** TASK OBJECTIVE **
State how many lines of the data below contain the word "black", with case counting, and give only that number.

** LISTED ENTRIES **
★ ★ ★ ★ ★
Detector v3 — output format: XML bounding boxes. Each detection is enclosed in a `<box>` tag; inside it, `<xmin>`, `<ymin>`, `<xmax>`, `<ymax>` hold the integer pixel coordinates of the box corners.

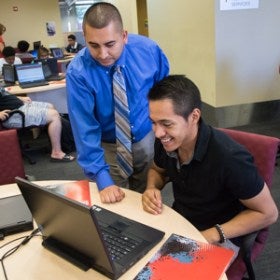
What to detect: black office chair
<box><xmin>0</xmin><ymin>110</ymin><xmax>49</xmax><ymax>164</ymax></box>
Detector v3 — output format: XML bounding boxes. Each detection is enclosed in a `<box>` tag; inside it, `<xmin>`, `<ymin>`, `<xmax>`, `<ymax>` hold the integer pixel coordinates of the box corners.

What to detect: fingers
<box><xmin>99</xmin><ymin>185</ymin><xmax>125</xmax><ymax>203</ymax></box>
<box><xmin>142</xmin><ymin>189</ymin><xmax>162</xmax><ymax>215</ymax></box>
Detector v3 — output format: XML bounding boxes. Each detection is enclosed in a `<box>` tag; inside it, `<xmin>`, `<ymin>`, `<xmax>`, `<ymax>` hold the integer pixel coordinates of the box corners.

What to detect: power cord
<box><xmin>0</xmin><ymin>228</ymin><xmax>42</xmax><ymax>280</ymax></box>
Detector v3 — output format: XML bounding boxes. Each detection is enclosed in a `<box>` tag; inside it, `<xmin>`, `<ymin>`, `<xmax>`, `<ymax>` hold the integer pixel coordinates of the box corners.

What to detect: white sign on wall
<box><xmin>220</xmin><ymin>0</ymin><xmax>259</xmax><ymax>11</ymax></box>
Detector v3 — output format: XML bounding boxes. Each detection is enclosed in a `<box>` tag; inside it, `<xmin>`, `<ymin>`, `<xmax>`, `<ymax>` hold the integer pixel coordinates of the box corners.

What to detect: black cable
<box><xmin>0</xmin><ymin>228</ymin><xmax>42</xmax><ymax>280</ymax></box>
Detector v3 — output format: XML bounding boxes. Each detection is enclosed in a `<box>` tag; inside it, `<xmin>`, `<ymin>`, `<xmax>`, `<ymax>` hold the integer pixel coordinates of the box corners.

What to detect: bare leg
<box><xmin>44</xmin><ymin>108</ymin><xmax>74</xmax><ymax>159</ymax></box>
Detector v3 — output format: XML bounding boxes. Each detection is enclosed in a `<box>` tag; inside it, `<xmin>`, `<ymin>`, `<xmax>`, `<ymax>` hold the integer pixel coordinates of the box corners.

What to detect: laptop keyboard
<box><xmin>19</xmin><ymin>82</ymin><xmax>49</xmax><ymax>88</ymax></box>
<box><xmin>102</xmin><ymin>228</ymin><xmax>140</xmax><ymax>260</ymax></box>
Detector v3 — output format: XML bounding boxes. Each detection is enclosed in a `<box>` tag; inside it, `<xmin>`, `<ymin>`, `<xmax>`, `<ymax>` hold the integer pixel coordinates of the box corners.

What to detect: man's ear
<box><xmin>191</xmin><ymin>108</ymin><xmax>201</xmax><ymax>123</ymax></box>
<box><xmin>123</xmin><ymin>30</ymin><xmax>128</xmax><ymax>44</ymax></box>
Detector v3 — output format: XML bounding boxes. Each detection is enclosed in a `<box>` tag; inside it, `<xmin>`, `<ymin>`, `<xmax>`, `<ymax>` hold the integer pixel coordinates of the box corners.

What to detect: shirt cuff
★ ★ ★ ★ ★
** RESPONSE **
2